#### Direction
Render the records below as a numbered list, leaving out blank lines, from the line with "point: tree trunk, one" through the last line of the records, both included.

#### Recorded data
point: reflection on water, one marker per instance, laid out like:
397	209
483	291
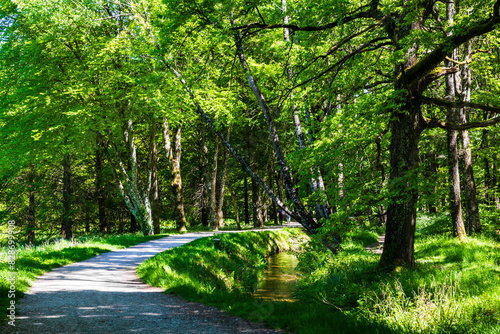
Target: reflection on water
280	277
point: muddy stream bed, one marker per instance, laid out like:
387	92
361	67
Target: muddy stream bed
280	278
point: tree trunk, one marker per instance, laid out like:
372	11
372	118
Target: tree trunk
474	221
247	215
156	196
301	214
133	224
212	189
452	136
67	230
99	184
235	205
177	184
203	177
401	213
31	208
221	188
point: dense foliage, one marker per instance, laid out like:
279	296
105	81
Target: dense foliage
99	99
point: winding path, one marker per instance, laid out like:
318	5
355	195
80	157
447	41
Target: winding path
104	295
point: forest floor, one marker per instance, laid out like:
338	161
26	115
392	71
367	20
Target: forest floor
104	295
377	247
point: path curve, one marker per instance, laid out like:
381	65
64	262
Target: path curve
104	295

#### Worked solution
1. point: tree trunk, one marker per instance, laid out like:
2. 372	11
3. 372	118
4. Target: tree trunk
5. 474	221
6. 247	215
7. 156	196
8. 301	214
9. 133	224
10. 212	189
11. 452	136
12. 67	230
13. 99	184
14. 235	205
15. 177	184
16. 203	177
17. 401	213
18. 31	208
19. 221	188
20. point: dense foliage, one marker per instance, laid out like:
21. 279	296
22. 105	81
23. Target: dense foliage
24. 99	99
25. point: winding path, one marker per instance, laid out like:
26. 318	5
27. 355	195
28. 80	157
29. 447	41
30. Target: winding path
31. 104	295
32. point: forest floor, one marker per instance, laid out like:
33. 338	161
34. 26	115
35. 392	71
36. 367	20
37. Target: forest floor
38. 104	295
39. 377	247
40. point: path curve, one marker per instance, laid out like:
41. 381	65
42. 64	262
43. Target: path curve
44. 104	295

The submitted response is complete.